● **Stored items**
★ ★ ★ ★ ★ ★ ★

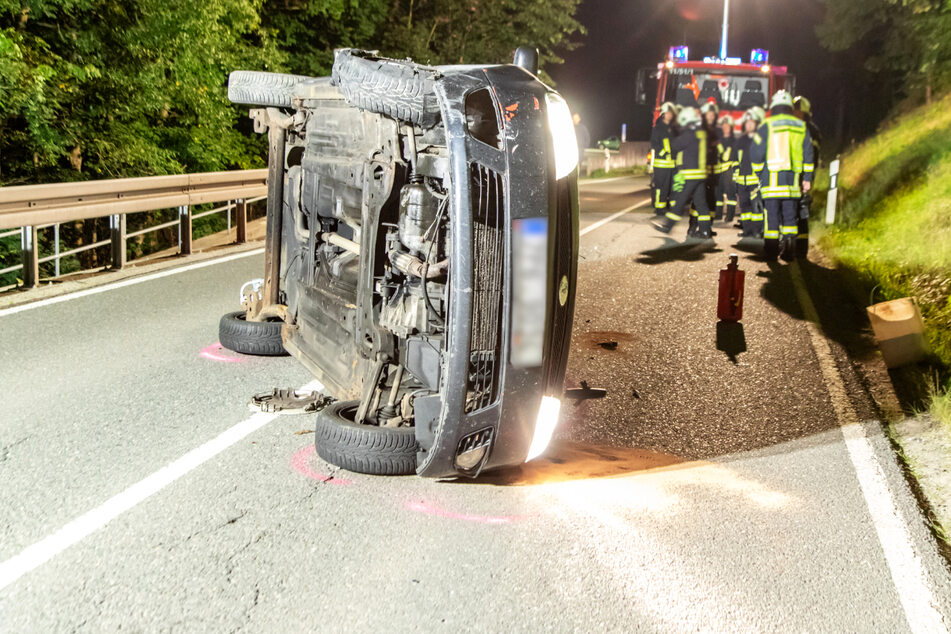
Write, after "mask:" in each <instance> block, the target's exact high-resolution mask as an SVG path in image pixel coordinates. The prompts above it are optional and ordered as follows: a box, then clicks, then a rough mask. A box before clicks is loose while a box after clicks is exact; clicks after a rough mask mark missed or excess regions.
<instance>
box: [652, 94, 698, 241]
mask: <svg viewBox="0 0 951 634" xmlns="http://www.w3.org/2000/svg"><path fill="white" fill-rule="evenodd" d="M677 123H678V124H679V125H680V128H681V132H680V134H679V135H678V136H677V138H676V139H674V142H673V144H672V145H671V149H672V150H673V153H674V157H675V160H676V163H677V174H676V175H675V176H674V191H675V192H676V197H675V199H674V204H673V206H672V207H670V208H668V211H667V215H666V217H665V218H657V219H655V220H654V221H653V222H652V223H651V224H652V225H653V226H654V228H655V229H657V230H658V231H660V232H662V233H670V230H671V229H673V227H674V225H675V224H676V223H677V221H678V220H680V219H681V218H682V217H683V215H684V213H686V212H687V211H688V210H689V209H690V208H691V205H693V207H695V208H696V210H697V231H696V232H695V233H694V234H693V235H695V236H696V237H699V238H704V239H708V238H712V237H713V232H712V230H711V219H710V207H709V205H708V204H707V196H706V191H705V187H706V181H707V131H706V129H705V128H704V127H703V125H702V123H701V120H700V115H699V113H698V112H697V110H696V108H684V109H683V110H682V111H681V113H680V115H679V116H678V118H677Z"/></svg>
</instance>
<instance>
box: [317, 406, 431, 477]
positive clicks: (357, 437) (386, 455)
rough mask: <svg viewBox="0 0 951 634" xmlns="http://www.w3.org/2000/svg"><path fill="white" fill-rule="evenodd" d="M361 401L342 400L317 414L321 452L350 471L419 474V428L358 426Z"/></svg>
mask: <svg viewBox="0 0 951 634" xmlns="http://www.w3.org/2000/svg"><path fill="white" fill-rule="evenodd" d="M359 406H360V402H359V401H338V402H336V403H333V404H332V405H330V406H328V407H326V408H324V409H323V410H321V411H320V413H319V414H317V422H316V423H315V429H314V434H315V441H314V442H315V445H316V448H317V455H318V456H320V457H321V458H323V459H324V460H326V461H327V462H329V463H330V464H333V465H336V466H338V467H342V468H344V469H346V470H347V471H356V472H357V473H369V474H371V475H409V474H412V473H416V451H417V450H418V448H419V447H418V445H417V444H416V430H415V429H414V428H412V427H377V426H376V425H358V424H357V423H355V422H354V418H355V416H356V413H357V408H359Z"/></svg>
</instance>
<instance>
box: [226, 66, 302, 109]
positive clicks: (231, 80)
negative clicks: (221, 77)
mask: <svg viewBox="0 0 951 634" xmlns="http://www.w3.org/2000/svg"><path fill="white" fill-rule="evenodd" d="M307 79H310V78H309V77H304V76H303V75H285V74H283V73H263V72H260V71H254V70H236V71H234V72H233V73H231V76H230V77H229V78H228V99H229V100H230V101H231V102H232V103H239V104H243V105H246V106H261V107H273V108H291V107H292V103H291V102H292V101H293V99H294V87H295V86H297V84H299V83H301V82H302V81H305V80H307Z"/></svg>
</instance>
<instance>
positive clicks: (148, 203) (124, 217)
mask: <svg viewBox="0 0 951 634" xmlns="http://www.w3.org/2000/svg"><path fill="white" fill-rule="evenodd" d="M264 198H267V170H266V169H259V170H241V171H232V172H206V173H202V174H181V175H174V176H149V177H144V178H123V179H113V180H101V181H87V182H81V183H56V184H51V185H23V186H18V187H0V238H4V237H9V236H13V235H17V234H19V235H20V248H21V253H22V260H23V261H22V263H21V264H17V265H15V266H11V267H7V268H5V269H0V275H3V274H5V273H11V272H13V271H17V270H20V269H22V270H23V284H24V286H26V287H32V286H36V284H37V282H38V281H39V279H40V270H39V267H40V264H41V263H43V262H50V261H53V262H54V265H55V275H56V276H59V262H60V260H61V259H62V258H64V257H67V256H70V255H75V254H76V253H81V252H83V251H88V250H90V249H95V248H98V247H103V246H106V245H111V246H112V248H111V251H110V260H111V262H110V264H111V267H112V268H114V269H121V268H122V267H123V266H125V264H126V245H127V240H128V239H129V238H133V237H135V236H139V235H143V234H146V233H150V232H153V231H159V230H161V229H167V228H169V227H174V226H178V246H179V252H180V253H181V254H183V255H187V254H189V253H191V250H192V221H194V220H197V219H198V218H203V217H205V216H208V215H211V214H214V213H221V212H222V211H226V212H227V215H228V229H229V230H230V228H231V210H232V208H233V209H235V212H236V217H235V224H236V227H237V241H238V242H239V243H243V242H246V241H247V217H248V216H247V205H248V203H251V202H255V201H257V200H262V199H264ZM222 201H228V203H227V204H226V205H225V206H223V207H216V208H214V209H210V210H208V211H204V212H201V213H199V214H193V213H192V210H191V208H192V206H194V205H200V204H205V203H216V202H222ZM159 209H178V219H177V220H173V221H171V222H165V223H162V224H158V225H155V226H152V227H146V228H144V229H141V230H139V231H134V232H131V233H127V232H126V217H127V216H128V214H131V213H141V212H146V211H155V210H159ZM104 217H108V218H109V229H110V237H109V239H108V240H102V241H99V242H95V243H93V244H86V245H83V246H81V247H77V248H75V249H71V250H69V251H62V252H61V251H60V241H59V225H60V224H62V223H64V222H73V221H76V220H88V219H91V218H104ZM14 227H16V229H14V230H13V231H6V232H4V231H3V230H4V229H12V228H14ZM49 227H52V228H53V244H54V251H53V255H49V256H46V257H42V258H41V257H39V249H38V246H37V245H38V237H39V236H38V232H39V231H40V230H41V229H46V228H49Z"/></svg>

★ ★ ★ ★ ★ ★ ★

● **Your goal**
The entries above are to be returned exactly, without their pictures.

● **Answer section**
Write, after "mask:" in each <instance> block, the target's exact high-resolution mask as an SVG path in image pixel coordinates. The prompts above it are optional and ordered as follows: a box, then clicks, then a rough mask. A box before clicks is loose while a box after clicks is exact; clicks after a rough mask mark missed or excess regions.
<instance>
box: [652, 94, 698, 241]
mask: <svg viewBox="0 0 951 634" xmlns="http://www.w3.org/2000/svg"><path fill="white" fill-rule="evenodd" d="M677 123H678V124H679V125H680V128H681V132H680V134H679V135H678V136H677V138H676V139H674V142H673V144H672V145H671V149H672V150H673V153H674V157H675V160H676V163H677V174H676V175H675V176H674V191H675V192H676V197H675V199H674V204H673V206H672V207H670V208H668V211H667V215H666V217H665V218H657V219H655V220H654V221H653V222H652V223H651V224H652V225H653V226H654V228H655V229H657V230H658V231H660V232H662V233H670V230H671V229H673V227H674V225H675V224H676V223H677V221H678V220H680V219H681V218H682V217H683V215H684V213H686V212H687V211H688V210H689V209H690V208H691V205H693V207H695V208H696V210H697V231H696V232H695V233H694V234H693V235H695V236H696V237H699V238H704V239H708V238H712V237H713V232H712V230H711V219H710V207H709V205H708V204H707V196H706V191H705V187H706V181H707V131H706V129H705V128H704V127H703V125H702V123H701V120H700V115H699V113H698V112H697V110H696V108H684V109H683V110H682V111H681V113H680V115H679V116H678V118H677Z"/></svg>
</instance>
<instance>
box: [317, 406, 431, 477]
positive clicks: (357, 437) (386, 455)
rough mask: <svg viewBox="0 0 951 634" xmlns="http://www.w3.org/2000/svg"><path fill="white" fill-rule="evenodd" d="M361 401L342 400L317 414L321 452L350 471L419 474V428L358 426Z"/></svg>
mask: <svg viewBox="0 0 951 634" xmlns="http://www.w3.org/2000/svg"><path fill="white" fill-rule="evenodd" d="M359 406H360V402H359V401H338V402H336V403H333V404H332V405H330V406H328V407H326V408H324V409H323V410H321V411H320V413H319V414H317V422H316V423H315V429H314V434H315V441H314V442H315V445H316V448H317V455H318V456H320V457H321V458H323V459H324V460H326V461H327V462H329V463H330V464H333V465H336V466H338V467H342V468H344V469H346V470H347V471H356V472H357V473H369V474H371V475H409V474H412V473H416V451H417V450H418V448H419V447H418V445H417V444H416V430H415V429H414V428H412V427H377V426H376V425H358V424H357V423H355V422H354V418H355V416H356V413H357V408H359Z"/></svg>
</instance>
<instance>
box: [226, 66, 302, 109]
positive clicks: (231, 80)
negative clicks: (221, 77)
mask: <svg viewBox="0 0 951 634" xmlns="http://www.w3.org/2000/svg"><path fill="white" fill-rule="evenodd" d="M307 79H310V78H309V77H304V76H303V75H285V74H283V73H263V72H260V71H254V70H236V71H234V72H233V73H231V76H230V77H229V78H228V99H229V100H230V101H231V102H232V103H239V104H243V105H246V106H261V107H273V108H291V107H292V103H291V102H292V101H293V99H294V87H295V86H297V84H299V83H301V82H302V81H305V80H307Z"/></svg>
</instance>
<instance>
positive clicks: (148, 203) (124, 217)
mask: <svg viewBox="0 0 951 634" xmlns="http://www.w3.org/2000/svg"><path fill="white" fill-rule="evenodd" d="M264 198H267V170H266V169H259V170H241V171H232V172H206V173H202V174H181V175H174V176H149V177H144V178H123V179H113V180H101V181H87V182H81V183H56V184H51V185H23V186H18V187H0V238H4V237H9V236H13V235H17V234H19V235H20V248H21V253H22V260H23V261H22V263H21V264H17V265H15V266H11V267H7V268H5V269H0V275H3V274H5V273H11V272H13V271H17V270H20V269H22V270H23V284H24V286H26V287H32V286H36V284H37V282H38V281H39V279H40V270H39V267H40V264H41V263H43V262H50V261H53V262H54V265H55V275H56V276H59V262H60V260H61V259H62V258H64V257H67V256H70V255H75V254H76V253H81V252H83V251H88V250H90V249H95V248H98V247H103V246H106V245H111V246H112V248H111V251H110V260H111V262H110V264H111V267H112V268H114V269H121V268H122V267H123V266H125V264H126V245H127V240H128V239H129V238H133V237H135V236H139V235H143V234H146V233H150V232H153V231H159V230H161V229H167V228H169V227H174V226H178V246H179V252H180V253H181V254H183V255H187V254H189V253H191V250H192V221H194V220H197V219H198V218H203V217H205V216H208V215H211V214H214V213H221V212H222V211H226V212H227V215H228V229H229V230H230V228H231V210H232V208H233V209H235V212H236V217H235V224H236V227H237V241H238V242H239V243H243V242H246V241H247V217H248V216H247V205H248V203H251V202H255V201H257V200H262V199H264ZM222 201H228V203H227V204H226V205H225V206H223V207H216V208H214V209H210V210H208V211H204V212H201V213H199V214H193V213H192V210H191V208H192V206H194V205H200V204H205V203H216V202H222ZM159 209H178V219H177V220H173V221H171V222H165V223H162V224H158V225H155V226H152V227H146V228H144V229H141V230H139V231H134V232H131V233H127V232H126V217H127V216H128V214H131V213H141V212H146V211H155V210H159ZM104 217H108V218H109V229H110V237H109V239H108V240H102V241H99V242H95V243H93V244H86V245H83V246H81V247H77V248H75V249H71V250H69V251H62V252H61V251H60V241H59V225H60V224H62V223H64V222H73V221H76V220H88V219H91V218H104ZM14 227H16V229H14V230H13V231H6V232H4V231H3V230H4V229H12V228H14ZM49 227H52V228H53V244H54V251H53V255H49V256H46V257H42V258H41V257H39V249H38V246H37V245H38V237H39V236H38V232H39V231H40V230H41V229H46V228H49Z"/></svg>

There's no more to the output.